Gather every line below that contains the word "road" and copy each one out.

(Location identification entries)
>> START
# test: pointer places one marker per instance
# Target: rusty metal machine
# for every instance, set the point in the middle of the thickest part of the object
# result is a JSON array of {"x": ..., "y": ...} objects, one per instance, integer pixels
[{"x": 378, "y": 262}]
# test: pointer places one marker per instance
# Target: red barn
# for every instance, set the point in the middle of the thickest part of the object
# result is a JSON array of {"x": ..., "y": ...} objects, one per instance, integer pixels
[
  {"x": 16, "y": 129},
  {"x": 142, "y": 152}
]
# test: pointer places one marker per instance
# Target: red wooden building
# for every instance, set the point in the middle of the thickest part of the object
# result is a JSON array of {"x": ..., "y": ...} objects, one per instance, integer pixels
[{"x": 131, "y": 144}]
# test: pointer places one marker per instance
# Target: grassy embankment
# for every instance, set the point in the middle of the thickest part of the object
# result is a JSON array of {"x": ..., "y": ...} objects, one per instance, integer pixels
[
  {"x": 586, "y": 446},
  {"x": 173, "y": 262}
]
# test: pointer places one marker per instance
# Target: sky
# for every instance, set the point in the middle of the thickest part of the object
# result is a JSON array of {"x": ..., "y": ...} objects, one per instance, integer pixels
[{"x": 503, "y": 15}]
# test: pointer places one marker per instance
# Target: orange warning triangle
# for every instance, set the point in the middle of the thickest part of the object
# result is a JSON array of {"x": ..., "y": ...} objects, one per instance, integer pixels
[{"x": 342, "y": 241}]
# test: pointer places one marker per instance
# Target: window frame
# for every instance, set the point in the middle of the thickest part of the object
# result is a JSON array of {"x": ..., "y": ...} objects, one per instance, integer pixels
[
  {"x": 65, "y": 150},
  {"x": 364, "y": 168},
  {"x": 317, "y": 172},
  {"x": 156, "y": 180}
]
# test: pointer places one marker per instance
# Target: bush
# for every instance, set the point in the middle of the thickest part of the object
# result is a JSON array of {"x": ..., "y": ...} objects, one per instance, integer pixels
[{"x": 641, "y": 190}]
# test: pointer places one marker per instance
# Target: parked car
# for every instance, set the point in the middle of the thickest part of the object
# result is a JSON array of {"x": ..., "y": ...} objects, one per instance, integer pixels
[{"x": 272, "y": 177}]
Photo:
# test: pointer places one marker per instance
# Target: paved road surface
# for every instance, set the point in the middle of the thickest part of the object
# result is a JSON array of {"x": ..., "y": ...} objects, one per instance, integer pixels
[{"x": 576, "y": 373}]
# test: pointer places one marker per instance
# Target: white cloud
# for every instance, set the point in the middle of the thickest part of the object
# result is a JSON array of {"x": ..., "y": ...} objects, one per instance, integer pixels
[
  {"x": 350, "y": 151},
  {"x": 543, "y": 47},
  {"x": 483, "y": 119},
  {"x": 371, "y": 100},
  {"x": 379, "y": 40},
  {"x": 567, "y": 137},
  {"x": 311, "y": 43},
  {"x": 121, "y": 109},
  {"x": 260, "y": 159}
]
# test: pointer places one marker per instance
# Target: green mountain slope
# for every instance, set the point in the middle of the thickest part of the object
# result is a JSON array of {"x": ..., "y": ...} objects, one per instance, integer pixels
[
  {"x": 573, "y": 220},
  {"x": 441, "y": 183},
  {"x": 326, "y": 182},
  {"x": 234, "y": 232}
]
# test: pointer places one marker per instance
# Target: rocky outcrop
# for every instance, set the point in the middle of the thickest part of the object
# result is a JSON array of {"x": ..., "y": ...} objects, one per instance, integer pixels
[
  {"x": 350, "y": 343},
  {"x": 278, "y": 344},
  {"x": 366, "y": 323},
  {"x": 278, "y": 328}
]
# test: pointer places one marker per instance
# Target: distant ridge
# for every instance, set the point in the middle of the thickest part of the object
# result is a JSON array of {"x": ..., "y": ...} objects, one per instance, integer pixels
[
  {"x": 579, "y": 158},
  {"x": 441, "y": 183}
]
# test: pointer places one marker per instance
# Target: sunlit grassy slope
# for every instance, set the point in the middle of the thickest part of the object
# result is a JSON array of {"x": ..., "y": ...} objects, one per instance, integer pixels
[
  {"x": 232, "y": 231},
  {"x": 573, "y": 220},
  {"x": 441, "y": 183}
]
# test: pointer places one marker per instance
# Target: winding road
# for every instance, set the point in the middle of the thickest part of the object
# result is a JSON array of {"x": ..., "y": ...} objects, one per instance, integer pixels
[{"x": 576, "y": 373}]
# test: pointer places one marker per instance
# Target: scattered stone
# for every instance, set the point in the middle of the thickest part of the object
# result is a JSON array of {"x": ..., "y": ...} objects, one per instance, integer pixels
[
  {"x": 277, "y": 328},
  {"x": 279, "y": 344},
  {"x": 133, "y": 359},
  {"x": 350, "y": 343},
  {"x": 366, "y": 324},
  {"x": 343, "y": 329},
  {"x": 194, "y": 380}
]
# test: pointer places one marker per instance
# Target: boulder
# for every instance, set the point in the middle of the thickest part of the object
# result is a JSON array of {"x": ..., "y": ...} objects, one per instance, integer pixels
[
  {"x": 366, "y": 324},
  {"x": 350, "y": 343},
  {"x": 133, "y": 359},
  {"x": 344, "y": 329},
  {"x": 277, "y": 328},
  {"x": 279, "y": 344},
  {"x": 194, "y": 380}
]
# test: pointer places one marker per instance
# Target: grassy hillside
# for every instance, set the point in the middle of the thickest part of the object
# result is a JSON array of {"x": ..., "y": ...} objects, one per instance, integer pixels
>> END
* PROBLEM SOLUTION:
# Target: paved road surface
# Target: winding road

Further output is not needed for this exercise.